## [QUOTED PASSAGE]
•••••

Angelica Sanchez teams up with Marylin Crispell with release of ¨How to Turn the Moon¨

For the past two decades, pianist-composer Angelica Sanchez has shocked, bent and blurred lines and perceptions that separate composition from improvisation. How to Turn the Moon, her first release on Pyroclastic Records, offers a momentary culmination of that expression.

Within the expansive nature of her piano duo debut, Sanchez explores intimacy and transformation alongside creative colleague and mentor, pianist-composer Marilyn Crispell, whom Sanchez first heard on a Fred Anderson record when she was just 16. Together, the artists allow their shared moments to expand Sanchez’s short form written compositions and co-create spontaneous ones.

Across 10 tracks of original material, Sanchez and Crispell find points of departure, reentry and rippling expansion. They explore their own interpretations of space and texture, seeking always to complement each other’s expressions – and express a truthful sound. The idea of creating short compositions designed for expansion – designed for players to begin in the middle of the form, should the moment desire it – excites and challenges Sanchez. “It’s not such an easy thing to figure out,” she says, “and it only works with people that you trust.”

•••••

## [SUPPLIED MATERIAL]
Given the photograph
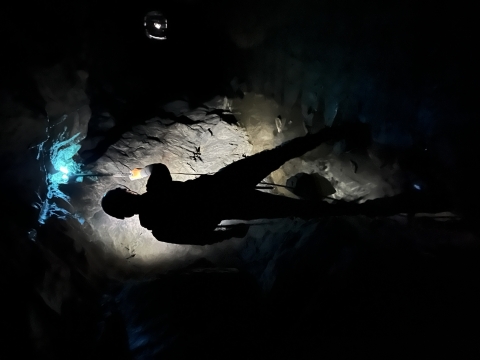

•••••

## [TASK OBJECTIVE]
Please reproduce the entire passage about "How to Turn the Moon" word for word. The lines are separate material and aren't tied to the passage about "How to Turn the Moon."

## [SOLUTION BELOW]
Angelica Sanchez teams up with Marylin Crispell with release of ¨How to Turn the Moon¨

For the past two decades, pianist-composer Angelica Sanchez has shocked, bent and blurred lines and perceptions that separate composition from improvisation. How to Turn the Moon, her first release on Pyroclastic Records, offers a momentary culmination of that expression.

Within the expansive nature of her piano duo debut, Sanchez explores intimacy and transformation alongside creative colleague and mentor, pianist-composer Marilyn Crispell, whom Sanchez first heard on a Fred Anderson record when she was just 16. Together, the artists allow their shared moments to expand Sanchez’s short form written compositions and co-create spontaneous ones.

Across 10 tracks of original material, Sanchez and Crispell find points of departure, reentry and rippling expansion. They explore their own interpretations of space and texture, seeking always to complement each other’s expressions – and express a truthful sound. The idea of creating short compositions designed for expansion – designed for players to begin in the middle of the form, should the moment desire it – excites and challenges Sanchez. “It’s not such an easy thing to figure out,” she says, “and it only works with people that you trust.”